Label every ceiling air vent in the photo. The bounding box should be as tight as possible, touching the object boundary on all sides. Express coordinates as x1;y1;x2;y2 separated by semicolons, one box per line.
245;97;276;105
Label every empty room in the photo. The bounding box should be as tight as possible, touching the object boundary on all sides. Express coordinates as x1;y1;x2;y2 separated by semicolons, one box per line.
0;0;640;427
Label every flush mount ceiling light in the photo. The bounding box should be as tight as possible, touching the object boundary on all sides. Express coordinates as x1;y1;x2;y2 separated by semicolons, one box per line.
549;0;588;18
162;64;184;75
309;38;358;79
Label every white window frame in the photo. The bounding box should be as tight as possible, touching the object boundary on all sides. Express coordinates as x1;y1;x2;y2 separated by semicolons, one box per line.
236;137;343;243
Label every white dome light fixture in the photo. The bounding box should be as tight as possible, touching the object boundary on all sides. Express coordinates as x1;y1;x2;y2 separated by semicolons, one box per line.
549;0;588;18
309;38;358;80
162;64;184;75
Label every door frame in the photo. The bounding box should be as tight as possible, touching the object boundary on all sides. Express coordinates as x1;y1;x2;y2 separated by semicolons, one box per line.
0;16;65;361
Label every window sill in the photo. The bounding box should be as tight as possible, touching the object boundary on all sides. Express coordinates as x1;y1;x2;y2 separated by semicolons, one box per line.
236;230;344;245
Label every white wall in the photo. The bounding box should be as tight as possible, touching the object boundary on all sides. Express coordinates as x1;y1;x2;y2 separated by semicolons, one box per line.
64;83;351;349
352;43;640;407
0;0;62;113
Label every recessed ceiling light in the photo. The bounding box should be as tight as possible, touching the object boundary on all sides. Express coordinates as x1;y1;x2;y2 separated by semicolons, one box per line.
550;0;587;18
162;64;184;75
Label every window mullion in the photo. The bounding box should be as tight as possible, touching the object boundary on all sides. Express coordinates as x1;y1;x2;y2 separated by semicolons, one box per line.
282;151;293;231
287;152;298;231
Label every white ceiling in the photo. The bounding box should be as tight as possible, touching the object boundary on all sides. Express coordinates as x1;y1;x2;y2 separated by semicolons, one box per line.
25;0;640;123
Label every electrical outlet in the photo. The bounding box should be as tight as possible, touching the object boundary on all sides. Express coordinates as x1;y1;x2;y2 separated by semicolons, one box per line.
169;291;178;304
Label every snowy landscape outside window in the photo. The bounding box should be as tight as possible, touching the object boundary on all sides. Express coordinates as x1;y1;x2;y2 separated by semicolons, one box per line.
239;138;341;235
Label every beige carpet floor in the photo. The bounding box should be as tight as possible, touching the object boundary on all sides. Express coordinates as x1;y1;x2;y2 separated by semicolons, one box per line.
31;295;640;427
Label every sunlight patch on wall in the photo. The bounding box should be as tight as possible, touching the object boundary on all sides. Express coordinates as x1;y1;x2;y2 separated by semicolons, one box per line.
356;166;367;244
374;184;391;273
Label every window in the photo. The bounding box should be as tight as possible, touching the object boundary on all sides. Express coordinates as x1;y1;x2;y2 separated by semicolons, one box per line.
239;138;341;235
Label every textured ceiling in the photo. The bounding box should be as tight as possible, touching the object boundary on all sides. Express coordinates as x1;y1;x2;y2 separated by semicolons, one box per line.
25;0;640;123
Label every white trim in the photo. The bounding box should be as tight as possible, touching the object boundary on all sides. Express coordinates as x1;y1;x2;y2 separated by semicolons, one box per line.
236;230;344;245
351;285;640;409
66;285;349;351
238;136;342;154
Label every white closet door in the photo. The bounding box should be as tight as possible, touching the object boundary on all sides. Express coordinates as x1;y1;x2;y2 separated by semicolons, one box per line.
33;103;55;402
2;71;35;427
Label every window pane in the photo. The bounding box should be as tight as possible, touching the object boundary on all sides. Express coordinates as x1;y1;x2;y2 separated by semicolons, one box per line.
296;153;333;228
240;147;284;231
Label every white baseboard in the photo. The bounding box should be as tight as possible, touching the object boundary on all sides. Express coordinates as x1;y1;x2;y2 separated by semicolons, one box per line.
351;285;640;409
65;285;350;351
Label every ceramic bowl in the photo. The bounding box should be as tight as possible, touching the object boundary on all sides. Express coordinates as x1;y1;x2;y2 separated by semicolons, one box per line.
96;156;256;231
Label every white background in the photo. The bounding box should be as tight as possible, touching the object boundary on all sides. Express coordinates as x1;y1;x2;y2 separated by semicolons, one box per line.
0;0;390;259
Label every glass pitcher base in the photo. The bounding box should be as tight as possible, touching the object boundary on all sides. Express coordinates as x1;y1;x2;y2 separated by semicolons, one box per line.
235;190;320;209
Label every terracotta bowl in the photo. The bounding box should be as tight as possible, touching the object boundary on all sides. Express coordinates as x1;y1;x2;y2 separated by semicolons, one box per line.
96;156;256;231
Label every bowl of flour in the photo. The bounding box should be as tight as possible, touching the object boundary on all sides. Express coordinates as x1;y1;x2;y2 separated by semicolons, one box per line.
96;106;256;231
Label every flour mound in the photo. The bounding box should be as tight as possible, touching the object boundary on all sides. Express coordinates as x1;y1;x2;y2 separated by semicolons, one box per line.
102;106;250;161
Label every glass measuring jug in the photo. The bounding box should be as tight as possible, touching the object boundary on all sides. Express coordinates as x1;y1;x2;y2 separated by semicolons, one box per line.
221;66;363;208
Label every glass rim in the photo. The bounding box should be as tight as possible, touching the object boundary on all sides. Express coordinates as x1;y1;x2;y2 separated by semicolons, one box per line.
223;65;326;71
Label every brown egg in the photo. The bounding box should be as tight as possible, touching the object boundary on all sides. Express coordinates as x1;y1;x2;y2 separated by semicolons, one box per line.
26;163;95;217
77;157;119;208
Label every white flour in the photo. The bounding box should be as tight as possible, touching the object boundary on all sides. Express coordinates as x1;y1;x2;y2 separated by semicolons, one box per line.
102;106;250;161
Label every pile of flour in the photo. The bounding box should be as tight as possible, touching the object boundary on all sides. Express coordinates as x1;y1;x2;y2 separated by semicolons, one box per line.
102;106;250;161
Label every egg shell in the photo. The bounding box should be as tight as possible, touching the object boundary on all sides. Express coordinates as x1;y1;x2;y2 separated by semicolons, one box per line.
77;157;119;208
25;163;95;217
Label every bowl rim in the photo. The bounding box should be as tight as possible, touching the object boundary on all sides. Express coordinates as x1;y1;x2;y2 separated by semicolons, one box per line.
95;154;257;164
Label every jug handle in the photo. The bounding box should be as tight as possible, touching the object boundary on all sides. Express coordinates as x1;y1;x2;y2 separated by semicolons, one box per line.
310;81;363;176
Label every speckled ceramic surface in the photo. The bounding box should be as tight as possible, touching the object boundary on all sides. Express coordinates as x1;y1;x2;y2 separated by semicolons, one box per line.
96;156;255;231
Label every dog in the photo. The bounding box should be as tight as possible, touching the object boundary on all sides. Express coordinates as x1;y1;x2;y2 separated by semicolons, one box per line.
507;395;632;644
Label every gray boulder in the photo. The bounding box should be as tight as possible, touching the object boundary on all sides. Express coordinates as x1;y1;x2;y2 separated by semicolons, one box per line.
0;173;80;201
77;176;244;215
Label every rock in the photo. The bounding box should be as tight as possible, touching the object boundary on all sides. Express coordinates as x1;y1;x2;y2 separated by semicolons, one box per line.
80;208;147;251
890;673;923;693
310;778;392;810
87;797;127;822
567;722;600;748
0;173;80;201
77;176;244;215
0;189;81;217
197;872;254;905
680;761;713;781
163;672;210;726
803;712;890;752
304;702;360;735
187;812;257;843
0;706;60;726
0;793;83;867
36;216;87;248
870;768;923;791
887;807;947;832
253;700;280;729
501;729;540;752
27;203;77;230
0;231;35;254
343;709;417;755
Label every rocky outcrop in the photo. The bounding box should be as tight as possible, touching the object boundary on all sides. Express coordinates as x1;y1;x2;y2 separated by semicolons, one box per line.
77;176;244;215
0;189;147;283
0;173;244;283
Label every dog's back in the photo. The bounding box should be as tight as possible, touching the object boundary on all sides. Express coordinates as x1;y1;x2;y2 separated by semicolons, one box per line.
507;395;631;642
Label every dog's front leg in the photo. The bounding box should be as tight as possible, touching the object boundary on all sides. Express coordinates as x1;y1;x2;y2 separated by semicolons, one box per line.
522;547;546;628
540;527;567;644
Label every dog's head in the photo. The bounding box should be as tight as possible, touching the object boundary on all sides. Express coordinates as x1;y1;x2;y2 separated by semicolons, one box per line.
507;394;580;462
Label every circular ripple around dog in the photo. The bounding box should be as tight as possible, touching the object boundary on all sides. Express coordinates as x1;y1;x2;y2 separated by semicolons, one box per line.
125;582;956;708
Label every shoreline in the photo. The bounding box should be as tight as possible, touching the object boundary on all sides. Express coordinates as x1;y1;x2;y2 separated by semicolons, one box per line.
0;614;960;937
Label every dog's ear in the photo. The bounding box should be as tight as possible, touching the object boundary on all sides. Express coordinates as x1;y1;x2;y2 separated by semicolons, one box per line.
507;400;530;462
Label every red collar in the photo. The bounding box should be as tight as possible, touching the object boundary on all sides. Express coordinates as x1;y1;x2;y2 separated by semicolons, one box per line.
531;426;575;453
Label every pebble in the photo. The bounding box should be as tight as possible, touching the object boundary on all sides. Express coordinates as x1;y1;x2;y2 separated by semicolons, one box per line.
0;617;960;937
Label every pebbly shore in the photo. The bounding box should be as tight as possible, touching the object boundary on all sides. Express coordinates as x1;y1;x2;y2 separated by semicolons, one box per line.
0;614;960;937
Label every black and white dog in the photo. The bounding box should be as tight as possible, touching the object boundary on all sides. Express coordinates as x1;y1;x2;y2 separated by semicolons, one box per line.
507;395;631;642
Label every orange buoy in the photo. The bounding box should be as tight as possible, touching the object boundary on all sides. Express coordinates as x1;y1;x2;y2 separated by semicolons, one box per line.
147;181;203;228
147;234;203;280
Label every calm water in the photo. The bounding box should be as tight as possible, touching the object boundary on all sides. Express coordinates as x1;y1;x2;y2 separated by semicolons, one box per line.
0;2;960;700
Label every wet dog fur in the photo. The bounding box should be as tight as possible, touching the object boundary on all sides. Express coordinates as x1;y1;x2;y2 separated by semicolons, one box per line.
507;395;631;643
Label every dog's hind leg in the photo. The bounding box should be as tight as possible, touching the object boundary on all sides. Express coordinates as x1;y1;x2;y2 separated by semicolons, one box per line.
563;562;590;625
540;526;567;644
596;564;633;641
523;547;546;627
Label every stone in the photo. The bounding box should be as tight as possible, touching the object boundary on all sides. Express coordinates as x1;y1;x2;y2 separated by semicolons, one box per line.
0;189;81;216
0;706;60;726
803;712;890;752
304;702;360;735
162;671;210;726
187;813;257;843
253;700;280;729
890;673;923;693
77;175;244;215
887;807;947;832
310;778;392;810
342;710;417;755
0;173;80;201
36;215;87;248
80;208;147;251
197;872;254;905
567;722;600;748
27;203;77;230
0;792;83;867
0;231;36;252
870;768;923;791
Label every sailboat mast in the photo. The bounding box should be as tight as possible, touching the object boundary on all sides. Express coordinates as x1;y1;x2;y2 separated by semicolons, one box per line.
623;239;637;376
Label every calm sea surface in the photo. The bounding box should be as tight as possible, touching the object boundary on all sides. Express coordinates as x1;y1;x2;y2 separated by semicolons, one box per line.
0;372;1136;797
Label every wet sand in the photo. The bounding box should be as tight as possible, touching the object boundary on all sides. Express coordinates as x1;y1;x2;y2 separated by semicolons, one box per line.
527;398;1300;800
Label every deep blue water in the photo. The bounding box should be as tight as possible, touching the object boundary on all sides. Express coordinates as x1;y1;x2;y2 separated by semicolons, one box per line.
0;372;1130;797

────────────────

### Task to complete
Reproduce the entries verbatim from the beginning through the line that contains "245;97;276;105", including both of those lines.

### Answer to this problem
Label every ceiling air vent in the photo. The bounding box should be as tight as possible, touching the object boundary on all sides. Express coordinates as x1;y1;x2;y2 separated by semicolons, one box per line.
245;97;276;105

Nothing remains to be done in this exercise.